• [Supplied data]
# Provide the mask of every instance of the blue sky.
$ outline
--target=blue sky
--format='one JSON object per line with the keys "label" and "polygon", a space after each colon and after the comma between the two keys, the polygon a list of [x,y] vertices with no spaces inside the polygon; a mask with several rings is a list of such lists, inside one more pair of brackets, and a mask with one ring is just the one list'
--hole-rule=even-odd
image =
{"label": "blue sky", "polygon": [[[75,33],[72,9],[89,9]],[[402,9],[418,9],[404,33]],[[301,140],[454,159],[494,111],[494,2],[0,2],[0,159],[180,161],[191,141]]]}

• [Exercise directions] Please copy everything from the start of the material down to the line containing "--target=blue sky", replacing "instance" with "occurrence" and keeping everything else unchanged.

• [Response to this exercise]
# Provide the mask of every occurrence of the blue sky.
$ outline
--target=blue sky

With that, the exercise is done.